* **Task instructions**: Reproduce everything from the start of the listing down to the line containing "(562, 1090)", both ends included, with all wording left unchanged. Scale every coordinate in the answers by 2.25, rounding each result to a whole number with halves rounded up.

(Entries drawn from a collection)
§ §
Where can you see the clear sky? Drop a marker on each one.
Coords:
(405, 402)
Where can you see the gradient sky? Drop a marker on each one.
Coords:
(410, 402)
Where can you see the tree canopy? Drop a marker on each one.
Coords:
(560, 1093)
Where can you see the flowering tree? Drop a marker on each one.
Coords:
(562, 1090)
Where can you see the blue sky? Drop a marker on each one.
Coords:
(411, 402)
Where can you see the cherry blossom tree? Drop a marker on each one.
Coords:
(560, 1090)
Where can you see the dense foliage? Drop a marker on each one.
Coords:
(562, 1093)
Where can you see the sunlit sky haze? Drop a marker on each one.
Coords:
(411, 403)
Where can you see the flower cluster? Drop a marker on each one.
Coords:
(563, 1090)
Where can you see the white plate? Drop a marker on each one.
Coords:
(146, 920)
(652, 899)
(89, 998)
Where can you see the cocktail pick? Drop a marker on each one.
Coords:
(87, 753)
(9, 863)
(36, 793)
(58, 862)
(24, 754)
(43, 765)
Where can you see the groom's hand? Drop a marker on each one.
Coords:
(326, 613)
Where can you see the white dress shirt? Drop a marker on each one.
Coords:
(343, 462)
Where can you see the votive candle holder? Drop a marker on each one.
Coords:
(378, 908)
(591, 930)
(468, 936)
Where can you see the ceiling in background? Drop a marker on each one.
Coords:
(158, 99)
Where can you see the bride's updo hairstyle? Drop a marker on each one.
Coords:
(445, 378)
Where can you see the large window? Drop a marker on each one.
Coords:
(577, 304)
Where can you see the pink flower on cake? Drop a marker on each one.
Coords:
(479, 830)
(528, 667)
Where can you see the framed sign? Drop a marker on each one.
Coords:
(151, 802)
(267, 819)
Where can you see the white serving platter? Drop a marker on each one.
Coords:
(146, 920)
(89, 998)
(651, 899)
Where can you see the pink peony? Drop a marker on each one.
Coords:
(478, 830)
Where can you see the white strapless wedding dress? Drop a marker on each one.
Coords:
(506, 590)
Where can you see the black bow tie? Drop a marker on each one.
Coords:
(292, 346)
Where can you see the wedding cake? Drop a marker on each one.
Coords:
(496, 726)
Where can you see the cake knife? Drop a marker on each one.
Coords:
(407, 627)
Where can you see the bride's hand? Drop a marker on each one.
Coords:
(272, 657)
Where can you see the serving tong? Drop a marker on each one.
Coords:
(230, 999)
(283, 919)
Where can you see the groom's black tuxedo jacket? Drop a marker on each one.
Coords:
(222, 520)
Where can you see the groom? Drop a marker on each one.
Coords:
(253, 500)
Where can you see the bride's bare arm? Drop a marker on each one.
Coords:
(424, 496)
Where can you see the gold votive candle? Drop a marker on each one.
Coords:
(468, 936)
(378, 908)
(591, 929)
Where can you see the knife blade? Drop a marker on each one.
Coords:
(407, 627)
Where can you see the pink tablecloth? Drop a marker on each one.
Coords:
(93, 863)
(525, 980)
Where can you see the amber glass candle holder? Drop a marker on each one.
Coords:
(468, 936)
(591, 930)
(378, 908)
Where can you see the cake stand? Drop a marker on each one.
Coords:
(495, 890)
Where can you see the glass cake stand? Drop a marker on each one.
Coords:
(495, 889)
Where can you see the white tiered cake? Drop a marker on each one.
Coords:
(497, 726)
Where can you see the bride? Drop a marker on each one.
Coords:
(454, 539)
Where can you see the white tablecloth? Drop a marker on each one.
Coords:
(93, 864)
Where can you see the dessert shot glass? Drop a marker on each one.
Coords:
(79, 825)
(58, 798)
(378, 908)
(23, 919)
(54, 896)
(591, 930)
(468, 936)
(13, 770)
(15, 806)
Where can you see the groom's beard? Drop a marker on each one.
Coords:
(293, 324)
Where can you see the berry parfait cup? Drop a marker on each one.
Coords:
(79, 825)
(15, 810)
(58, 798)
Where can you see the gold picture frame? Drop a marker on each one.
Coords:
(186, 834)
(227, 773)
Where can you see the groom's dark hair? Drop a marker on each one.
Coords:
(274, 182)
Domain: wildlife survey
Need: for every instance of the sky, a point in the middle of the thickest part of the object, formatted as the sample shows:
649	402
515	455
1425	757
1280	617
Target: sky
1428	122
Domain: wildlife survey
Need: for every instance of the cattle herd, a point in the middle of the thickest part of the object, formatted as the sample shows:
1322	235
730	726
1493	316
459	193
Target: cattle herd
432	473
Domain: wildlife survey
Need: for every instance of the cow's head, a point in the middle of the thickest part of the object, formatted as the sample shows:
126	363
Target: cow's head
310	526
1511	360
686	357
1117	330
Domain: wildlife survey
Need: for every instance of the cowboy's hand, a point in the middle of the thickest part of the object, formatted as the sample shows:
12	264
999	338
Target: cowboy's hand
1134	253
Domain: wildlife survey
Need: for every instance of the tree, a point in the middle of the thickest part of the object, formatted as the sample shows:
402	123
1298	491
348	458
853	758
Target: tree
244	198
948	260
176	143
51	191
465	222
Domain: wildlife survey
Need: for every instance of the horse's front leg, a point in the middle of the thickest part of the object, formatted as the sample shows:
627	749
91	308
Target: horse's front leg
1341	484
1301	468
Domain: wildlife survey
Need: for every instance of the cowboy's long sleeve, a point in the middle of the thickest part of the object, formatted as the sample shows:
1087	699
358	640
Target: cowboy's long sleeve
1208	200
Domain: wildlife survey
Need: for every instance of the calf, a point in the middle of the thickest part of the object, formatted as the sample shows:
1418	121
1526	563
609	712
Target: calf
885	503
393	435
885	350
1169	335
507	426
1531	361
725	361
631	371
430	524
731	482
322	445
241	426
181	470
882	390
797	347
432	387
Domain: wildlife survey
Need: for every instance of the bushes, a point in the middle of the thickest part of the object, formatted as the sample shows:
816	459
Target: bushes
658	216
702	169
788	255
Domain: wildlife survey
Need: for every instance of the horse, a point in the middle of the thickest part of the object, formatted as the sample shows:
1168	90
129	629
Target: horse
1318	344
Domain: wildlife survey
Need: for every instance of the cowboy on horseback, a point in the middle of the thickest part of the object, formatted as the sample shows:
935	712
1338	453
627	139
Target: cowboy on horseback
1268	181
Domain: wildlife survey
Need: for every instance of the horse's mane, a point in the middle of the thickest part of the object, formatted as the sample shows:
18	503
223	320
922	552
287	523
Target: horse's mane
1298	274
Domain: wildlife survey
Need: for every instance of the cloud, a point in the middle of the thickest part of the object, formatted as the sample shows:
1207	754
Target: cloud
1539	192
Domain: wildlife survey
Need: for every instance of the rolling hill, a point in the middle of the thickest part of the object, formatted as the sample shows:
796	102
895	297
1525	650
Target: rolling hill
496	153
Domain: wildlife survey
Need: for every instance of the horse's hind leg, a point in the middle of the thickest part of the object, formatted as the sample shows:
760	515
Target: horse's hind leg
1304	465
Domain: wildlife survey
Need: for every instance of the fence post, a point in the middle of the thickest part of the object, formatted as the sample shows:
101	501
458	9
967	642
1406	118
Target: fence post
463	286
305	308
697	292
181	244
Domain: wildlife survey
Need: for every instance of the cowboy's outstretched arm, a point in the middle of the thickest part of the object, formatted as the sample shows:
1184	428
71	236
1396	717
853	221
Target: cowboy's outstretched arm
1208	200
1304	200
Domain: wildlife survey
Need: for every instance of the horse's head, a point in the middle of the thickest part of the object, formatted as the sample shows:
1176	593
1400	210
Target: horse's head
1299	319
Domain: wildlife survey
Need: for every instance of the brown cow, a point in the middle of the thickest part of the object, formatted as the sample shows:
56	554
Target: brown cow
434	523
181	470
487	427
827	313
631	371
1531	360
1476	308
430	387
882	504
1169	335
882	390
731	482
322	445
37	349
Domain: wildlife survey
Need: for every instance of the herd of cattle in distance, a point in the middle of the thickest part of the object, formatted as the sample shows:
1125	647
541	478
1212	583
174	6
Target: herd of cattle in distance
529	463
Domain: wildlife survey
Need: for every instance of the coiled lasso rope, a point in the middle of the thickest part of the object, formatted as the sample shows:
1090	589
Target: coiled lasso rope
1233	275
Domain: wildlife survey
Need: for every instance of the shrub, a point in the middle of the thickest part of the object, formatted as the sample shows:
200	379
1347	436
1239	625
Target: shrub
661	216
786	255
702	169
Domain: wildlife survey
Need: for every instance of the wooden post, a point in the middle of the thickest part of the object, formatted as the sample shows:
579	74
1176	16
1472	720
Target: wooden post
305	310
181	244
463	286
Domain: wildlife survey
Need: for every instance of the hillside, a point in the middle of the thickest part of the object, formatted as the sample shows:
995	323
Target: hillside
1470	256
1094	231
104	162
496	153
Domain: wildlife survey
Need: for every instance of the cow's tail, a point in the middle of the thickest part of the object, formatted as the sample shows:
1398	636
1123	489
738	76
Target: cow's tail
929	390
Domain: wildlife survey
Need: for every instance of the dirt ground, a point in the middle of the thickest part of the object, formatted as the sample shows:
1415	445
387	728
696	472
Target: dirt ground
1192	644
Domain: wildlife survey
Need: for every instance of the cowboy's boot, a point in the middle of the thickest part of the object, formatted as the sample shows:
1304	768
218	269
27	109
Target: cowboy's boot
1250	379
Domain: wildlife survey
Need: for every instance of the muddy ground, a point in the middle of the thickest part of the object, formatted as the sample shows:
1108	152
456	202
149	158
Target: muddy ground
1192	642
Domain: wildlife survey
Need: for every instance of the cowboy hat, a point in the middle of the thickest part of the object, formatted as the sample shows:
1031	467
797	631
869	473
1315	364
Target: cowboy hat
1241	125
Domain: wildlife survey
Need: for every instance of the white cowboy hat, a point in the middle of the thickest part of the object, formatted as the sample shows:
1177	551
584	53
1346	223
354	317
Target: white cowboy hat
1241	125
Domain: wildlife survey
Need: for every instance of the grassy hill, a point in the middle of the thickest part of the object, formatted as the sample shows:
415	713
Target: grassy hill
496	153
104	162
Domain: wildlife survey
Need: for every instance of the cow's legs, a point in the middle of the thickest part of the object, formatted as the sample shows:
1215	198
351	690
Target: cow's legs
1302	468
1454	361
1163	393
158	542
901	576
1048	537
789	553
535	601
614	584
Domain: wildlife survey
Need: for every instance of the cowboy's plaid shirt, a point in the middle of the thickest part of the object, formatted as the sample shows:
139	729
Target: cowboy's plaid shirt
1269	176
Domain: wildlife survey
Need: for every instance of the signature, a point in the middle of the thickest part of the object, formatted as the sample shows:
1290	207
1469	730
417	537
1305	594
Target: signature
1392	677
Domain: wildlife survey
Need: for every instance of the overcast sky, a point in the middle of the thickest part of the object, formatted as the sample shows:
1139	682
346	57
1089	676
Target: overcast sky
§ §
* **Reply to the task**:
Where can you see the clear sky? Drop a marker on each one.
Coords:
(911, 905)
Where can you see the gradient sky? Drop a marker on each one.
Coords:
(923, 905)
Where can you see the tree canopy? Drop a marker on each one.
Coords:
(1260, 2459)
Where can you see the flowering tree? Drop a marker on each one.
Coords:
(1265, 2453)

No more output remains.